## [What is being asked]
Please output as a numbered list the lines starting at the one that contains "label: pond => bbox" and ending after the one that contains "(0, 136), (284, 255)", leaving out any blank lines.
-------- Data for the task
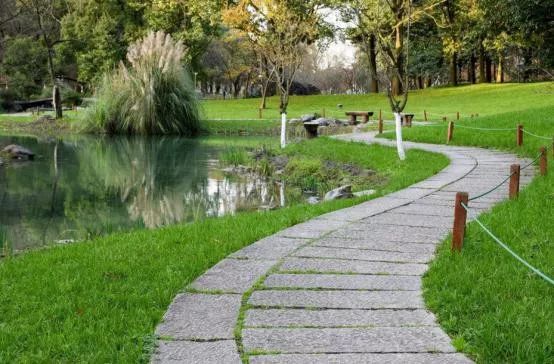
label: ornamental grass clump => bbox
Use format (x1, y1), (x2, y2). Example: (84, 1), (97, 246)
(85, 32), (200, 136)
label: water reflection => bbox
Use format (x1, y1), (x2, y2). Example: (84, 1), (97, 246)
(0, 137), (284, 249)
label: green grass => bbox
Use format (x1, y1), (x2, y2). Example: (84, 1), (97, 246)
(202, 82), (554, 124)
(368, 84), (554, 363)
(424, 172), (554, 363)
(0, 140), (447, 363)
(384, 104), (554, 156)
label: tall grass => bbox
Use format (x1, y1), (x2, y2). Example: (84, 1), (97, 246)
(85, 32), (200, 136)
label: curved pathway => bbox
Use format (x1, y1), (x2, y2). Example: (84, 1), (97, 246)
(152, 133), (533, 364)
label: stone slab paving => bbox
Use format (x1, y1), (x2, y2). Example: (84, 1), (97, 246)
(156, 293), (241, 340)
(250, 353), (472, 364)
(248, 290), (424, 310)
(152, 133), (534, 364)
(244, 309), (437, 328)
(243, 327), (455, 353)
(264, 274), (421, 291)
(280, 257), (427, 275)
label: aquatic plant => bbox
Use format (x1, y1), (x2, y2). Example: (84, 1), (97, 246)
(219, 147), (249, 167)
(84, 32), (200, 136)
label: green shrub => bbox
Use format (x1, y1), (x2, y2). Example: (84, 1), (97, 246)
(85, 32), (200, 136)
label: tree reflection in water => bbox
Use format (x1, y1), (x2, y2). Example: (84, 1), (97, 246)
(0, 137), (281, 249)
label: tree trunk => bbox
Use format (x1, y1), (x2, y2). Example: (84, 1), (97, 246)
(496, 55), (504, 83)
(467, 53), (476, 85)
(478, 41), (486, 83)
(281, 112), (287, 148)
(369, 34), (379, 93)
(394, 112), (406, 161)
(52, 86), (63, 119)
(260, 78), (269, 110)
(485, 56), (492, 83)
(392, 20), (408, 96)
(448, 52), (458, 86)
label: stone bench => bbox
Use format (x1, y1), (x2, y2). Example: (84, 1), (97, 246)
(345, 111), (373, 125)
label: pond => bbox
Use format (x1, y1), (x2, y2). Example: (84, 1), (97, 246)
(0, 136), (284, 255)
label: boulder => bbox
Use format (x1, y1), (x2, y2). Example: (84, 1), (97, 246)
(300, 114), (316, 123)
(222, 164), (252, 174)
(324, 185), (353, 201)
(353, 190), (377, 197)
(270, 155), (289, 170)
(2, 144), (35, 160)
(313, 118), (333, 126)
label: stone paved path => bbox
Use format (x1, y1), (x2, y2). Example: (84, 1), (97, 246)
(153, 134), (533, 364)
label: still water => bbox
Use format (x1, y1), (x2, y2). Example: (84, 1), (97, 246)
(0, 136), (283, 250)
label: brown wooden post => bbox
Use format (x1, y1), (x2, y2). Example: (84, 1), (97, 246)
(539, 147), (548, 176)
(446, 121), (454, 143)
(451, 192), (469, 252)
(516, 124), (523, 147)
(509, 164), (521, 200)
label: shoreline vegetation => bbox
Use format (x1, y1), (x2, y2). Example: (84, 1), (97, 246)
(0, 83), (554, 362)
(374, 83), (554, 363)
(0, 138), (448, 362)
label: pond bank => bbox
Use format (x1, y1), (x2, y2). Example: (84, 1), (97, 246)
(0, 136), (448, 362)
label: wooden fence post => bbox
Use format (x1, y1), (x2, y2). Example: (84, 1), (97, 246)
(450, 192), (469, 252)
(539, 147), (548, 176)
(516, 124), (523, 147)
(446, 121), (454, 143)
(509, 164), (521, 200)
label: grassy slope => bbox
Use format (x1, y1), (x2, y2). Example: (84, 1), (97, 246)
(380, 85), (554, 363)
(0, 139), (447, 363)
(202, 83), (554, 121)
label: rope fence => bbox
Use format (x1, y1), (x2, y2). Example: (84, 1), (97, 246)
(461, 203), (554, 285)
(451, 147), (554, 285)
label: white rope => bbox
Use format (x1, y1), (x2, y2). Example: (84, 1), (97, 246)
(461, 202), (554, 285)
(454, 124), (517, 131)
(523, 129), (552, 140)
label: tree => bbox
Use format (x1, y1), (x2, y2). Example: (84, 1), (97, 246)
(0, 36), (49, 98)
(17, 0), (65, 85)
(224, 0), (329, 147)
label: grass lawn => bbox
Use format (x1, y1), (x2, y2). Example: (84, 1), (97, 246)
(376, 86), (554, 363)
(0, 139), (448, 363)
(202, 82), (554, 123)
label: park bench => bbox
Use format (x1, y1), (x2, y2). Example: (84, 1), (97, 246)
(345, 111), (373, 125)
(400, 113), (414, 128)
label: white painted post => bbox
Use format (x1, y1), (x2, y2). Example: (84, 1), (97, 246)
(281, 113), (287, 148)
(394, 112), (406, 161)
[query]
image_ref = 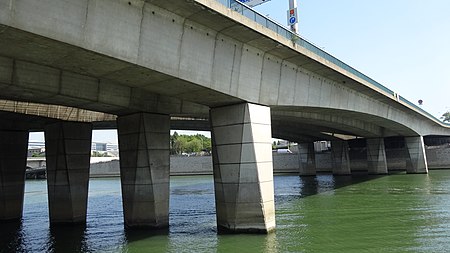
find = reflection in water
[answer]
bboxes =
[0,221,23,252]
[48,224,90,252]
[0,173,450,253]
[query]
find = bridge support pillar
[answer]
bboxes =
[366,138,388,175]
[331,140,351,175]
[210,103,275,233]
[297,142,316,176]
[0,131,28,221]
[405,136,428,174]
[45,122,92,224]
[117,113,170,229]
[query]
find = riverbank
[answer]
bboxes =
[90,145,450,177]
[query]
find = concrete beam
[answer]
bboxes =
[405,136,428,174]
[366,138,388,175]
[117,113,170,229]
[44,122,92,224]
[297,142,316,176]
[0,131,28,221]
[210,103,275,233]
[331,141,351,175]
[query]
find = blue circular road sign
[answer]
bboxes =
[289,17,297,25]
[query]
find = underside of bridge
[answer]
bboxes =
[0,0,448,235]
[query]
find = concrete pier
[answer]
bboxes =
[331,140,351,175]
[0,131,28,221]
[366,138,388,175]
[45,122,92,224]
[405,136,428,174]
[117,113,170,228]
[297,142,316,176]
[210,103,275,233]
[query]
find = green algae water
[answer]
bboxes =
[0,170,450,252]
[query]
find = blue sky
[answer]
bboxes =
[255,0,450,118]
[30,0,450,142]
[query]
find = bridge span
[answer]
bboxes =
[0,0,450,232]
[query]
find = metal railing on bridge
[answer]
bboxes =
[216,0,450,127]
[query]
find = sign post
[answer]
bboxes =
[287,0,298,33]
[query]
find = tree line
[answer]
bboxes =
[170,132,211,155]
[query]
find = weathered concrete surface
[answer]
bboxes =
[117,113,170,229]
[366,138,388,175]
[210,104,275,233]
[297,142,316,176]
[45,122,92,224]
[0,131,28,221]
[331,141,351,175]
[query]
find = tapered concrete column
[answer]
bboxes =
[366,138,388,175]
[0,131,28,221]
[210,104,275,233]
[117,113,170,229]
[45,122,92,224]
[331,141,351,175]
[405,136,428,174]
[297,142,316,176]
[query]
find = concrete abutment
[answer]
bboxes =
[117,113,170,229]
[210,103,275,233]
[366,138,388,175]
[45,121,92,225]
[405,136,428,174]
[331,140,352,175]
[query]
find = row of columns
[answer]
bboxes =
[298,136,428,176]
[0,104,275,233]
[0,103,427,233]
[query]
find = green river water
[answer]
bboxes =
[0,170,450,252]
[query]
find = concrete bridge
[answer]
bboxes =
[0,0,450,232]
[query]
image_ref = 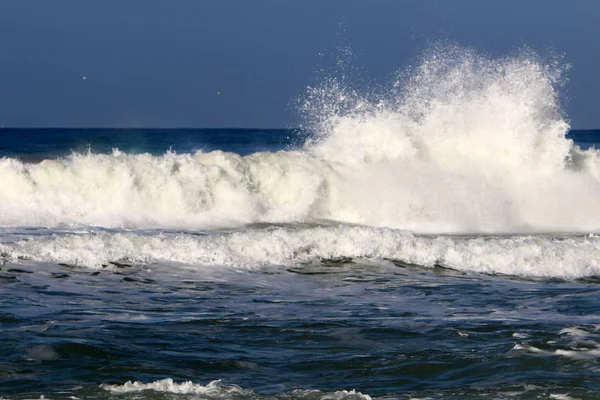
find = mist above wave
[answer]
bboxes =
[0,46,600,233]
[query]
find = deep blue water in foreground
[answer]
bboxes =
[0,129,600,400]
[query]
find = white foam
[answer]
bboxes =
[100,378,252,399]
[100,378,372,400]
[0,225,600,279]
[0,47,600,234]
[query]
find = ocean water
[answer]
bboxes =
[0,48,600,400]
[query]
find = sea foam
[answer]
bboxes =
[0,226,600,279]
[0,46,600,233]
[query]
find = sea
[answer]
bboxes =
[0,48,600,400]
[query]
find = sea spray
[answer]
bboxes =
[0,46,600,233]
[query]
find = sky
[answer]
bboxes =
[0,0,600,129]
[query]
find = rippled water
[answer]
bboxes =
[0,255,600,398]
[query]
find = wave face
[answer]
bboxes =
[0,47,600,233]
[0,226,600,279]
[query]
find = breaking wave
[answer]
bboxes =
[0,47,600,233]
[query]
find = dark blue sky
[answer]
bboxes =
[0,0,600,128]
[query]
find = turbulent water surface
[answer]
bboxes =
[0,48,600,400]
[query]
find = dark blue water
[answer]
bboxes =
[0,129,600,400]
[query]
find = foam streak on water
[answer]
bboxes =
[0,48,600,233]
[0,46,600,400]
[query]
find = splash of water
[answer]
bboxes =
[0,46,600,233]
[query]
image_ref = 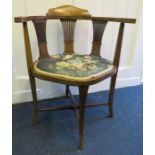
----------------
## [The completed task]
1. label: pond => bbox
2. Use format (x1, y1), (x2, y2). Example: (84, 1), (97, 246)
3. (0, 136), (284, 255)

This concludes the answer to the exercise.